#### [EXERCISE BRIEF]
Every record that follows should be printed verbatim.

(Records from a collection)
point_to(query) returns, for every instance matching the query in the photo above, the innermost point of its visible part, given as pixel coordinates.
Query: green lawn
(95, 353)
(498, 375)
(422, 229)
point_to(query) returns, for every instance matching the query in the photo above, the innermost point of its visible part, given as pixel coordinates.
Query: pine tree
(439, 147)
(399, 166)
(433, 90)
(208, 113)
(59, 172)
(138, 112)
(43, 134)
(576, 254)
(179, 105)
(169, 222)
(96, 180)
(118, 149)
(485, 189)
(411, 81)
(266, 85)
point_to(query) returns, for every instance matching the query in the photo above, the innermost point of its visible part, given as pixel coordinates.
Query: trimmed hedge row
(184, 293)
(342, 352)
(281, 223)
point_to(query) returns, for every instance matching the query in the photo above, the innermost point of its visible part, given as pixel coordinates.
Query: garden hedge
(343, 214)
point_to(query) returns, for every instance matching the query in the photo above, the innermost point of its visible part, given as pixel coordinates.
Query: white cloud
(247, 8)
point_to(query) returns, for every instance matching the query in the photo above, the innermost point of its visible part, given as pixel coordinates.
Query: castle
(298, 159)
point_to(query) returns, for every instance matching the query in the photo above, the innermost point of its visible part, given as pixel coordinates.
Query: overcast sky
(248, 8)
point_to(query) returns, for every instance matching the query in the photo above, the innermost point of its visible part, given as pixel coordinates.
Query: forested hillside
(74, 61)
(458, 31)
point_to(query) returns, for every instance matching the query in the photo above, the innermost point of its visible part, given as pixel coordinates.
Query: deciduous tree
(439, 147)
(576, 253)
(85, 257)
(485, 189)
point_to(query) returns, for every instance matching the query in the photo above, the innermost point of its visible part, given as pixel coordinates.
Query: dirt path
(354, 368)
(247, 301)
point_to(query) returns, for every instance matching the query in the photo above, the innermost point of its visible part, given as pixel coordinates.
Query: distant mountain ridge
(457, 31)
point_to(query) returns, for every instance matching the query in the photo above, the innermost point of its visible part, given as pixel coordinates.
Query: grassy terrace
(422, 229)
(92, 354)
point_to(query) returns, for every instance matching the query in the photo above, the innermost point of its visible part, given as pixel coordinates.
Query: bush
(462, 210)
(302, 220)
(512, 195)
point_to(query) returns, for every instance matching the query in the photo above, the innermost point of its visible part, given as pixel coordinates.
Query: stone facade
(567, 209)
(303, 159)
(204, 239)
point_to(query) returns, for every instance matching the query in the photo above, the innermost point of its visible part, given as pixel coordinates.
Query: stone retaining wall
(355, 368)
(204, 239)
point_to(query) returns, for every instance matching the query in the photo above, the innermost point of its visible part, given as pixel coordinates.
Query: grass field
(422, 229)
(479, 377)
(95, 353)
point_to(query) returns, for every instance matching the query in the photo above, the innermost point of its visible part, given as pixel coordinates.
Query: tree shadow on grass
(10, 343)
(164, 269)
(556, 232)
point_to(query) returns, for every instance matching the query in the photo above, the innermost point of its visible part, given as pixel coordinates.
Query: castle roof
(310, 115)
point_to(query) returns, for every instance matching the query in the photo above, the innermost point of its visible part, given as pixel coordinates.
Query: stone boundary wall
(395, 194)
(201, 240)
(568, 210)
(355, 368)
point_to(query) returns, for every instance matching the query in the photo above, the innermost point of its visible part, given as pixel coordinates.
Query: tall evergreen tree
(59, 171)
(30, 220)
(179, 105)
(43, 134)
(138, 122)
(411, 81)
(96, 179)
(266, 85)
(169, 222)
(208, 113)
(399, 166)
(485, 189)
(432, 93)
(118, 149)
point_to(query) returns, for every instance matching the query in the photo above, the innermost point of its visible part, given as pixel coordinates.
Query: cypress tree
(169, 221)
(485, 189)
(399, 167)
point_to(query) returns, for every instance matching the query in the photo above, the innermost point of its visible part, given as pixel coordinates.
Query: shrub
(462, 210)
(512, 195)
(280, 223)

#### [ANSWER TO THE TASK]
point_to(query) returns, for every instance matching the query in the photo above, the innermost point of its visible part, given as pixel coordinates.
Query: green lawn
(95, 353)
(498, 375)
(422, 229)
point_to(query) returns, for every instance matching the query in the photo above, the innermost point of its visible part, given as pixel coordinates.
Query: pine tree
(439, 147)
(399, 166)
(433, 90)
(208, 113)
(59, 172)
(138, 112)
(43, 134)
(576, 254)
(179, 105)
(169, 222)
(96, 180)
(118, 149)
(485, 189)
(411, 81)
(266, 85)
point_to(query) returns, for every instance matching the query in the photo above, the innermost point of its visible part, given as pixel coordinates.
Query: trimmed hedge row
(184, 293)
(342, 352)
(281, 223)
point_to(query) returns, for every instance matching the query in the photo above, the innermost point of its visible part, given as pixel coordinates.
Query: garden hedge
(343, 214)
point_to(query) returns, for every instance matching the query in the photo above, the innermost point of its visible part, given as pixel coordinates.
Query: white cloud
(247, 8)
point_to(query) returns, for every instance matching the query in the photo above, the innermost point of its visible part, given as pixel coordinates.
Query: castle
(298, 159)
point_to(query) returns, for every instance matching the query in the photo above, the innermost point of its visible part, given as pixel coordinates.
Query: overcast sky
(248, 8)
point_to(query) returns, for every instance matching the query in the photo above, the innermost point of its visible part, given as pixel coordinates.
Query: forested hillside
(74, 61)
(458, 31)
point_to(query) returns, for every instance matching the query in the photo above, the innermost point of its visible part, given as pixel coordinates.
Query: deciduous tree
(439, 147)
(576, 253)
(85, 257)
(485, 189)
point_to(query) returns, for every instance matching the query in the photo above, the innermost point of its visible part, given as pixel coordinates.
Query: dirt path
(354, 368)
(247, 301)
point_to(query) returns, for every instance matching the query in the photo above, the innermost point of its visible part, given as pixel coordinates.
Query: distant mountain ridge
(457, 31)
point_to(query) returns, for every instance matching the query in the photo above, the innermost point of its visible part, given as pixel coordinates.
Query: grassy terrace
(422, 229)
(92, 354)
point_to(query) returns, for every instance matching the query in the photo above, the innermost point of its visible part, given as pixel coordinates.
Query: bush
(462, 210)
(302, 220)
(512, 195)
point_to(query) returns, for every instance matching the query in the photo above, the innermost point of its visible part, given as pixel coordinates.
Query: stone facade
(567, 209)
(303, 159)
(204, 239)
point_to(query) returns, for every instance matching the query in the photo above, the innermost point of its visible part, given as pixel coordinates.
Query: stone retaining wall
(355, 368)
(204, 239)
point_to(query) returns, for every instance matching the query in the photo above, the innermost point of its visible part, given as pixel coordinates.
Query: grass field
(422, 229)
(479, 377)
(95, 353)
point_to(query) returns, for every instance matching the query in the photo above, the innermost point of its visible part, given as pixel coordinates.
Query: tree shadow on grass
(10, 343)
(164, 269)
(556, 232)
point_to(query) returns, for every instance matching the query in the photo above, the innermost point of its visible part, given as pixel coordinates.
Query: castle roof
(310, 115)
point_to(query) returns, for every instance matching the query in the photo above, the innermost point of its visible part, given as pixel coordinates.
Query: stone boundary wall
(395, 194)
(201, 240)
(568, 210)
(355, 368)
point_to(query) returns, for every instance matching the query in the photo above, the innermost point of its visible part, given as pixel coordinates.
Query: tall evergreen tree
(59, 171)
(30, 220)
(179, 105)
(43, 134)
(138, 122)
(411, 81)
(96, 179)
(266, 85)
(169, 222)
(208, 113)
(399, 166)
(485, 189)
(432, 93)
(118, 149)
point_to(query) returns, for every instance matching the query in the photo above, the innermost point of its visible part, given as pixel coordinates.
Query: cypress tree
(169, 221)
(485, 189)
(399, 167)
point_to(query) returns, for every instance matching the query in the photo above, the innermost point of its visible part, given as pixel coordinates.
Query: shrub
(462, 210)
(512, 195)
(280, 223)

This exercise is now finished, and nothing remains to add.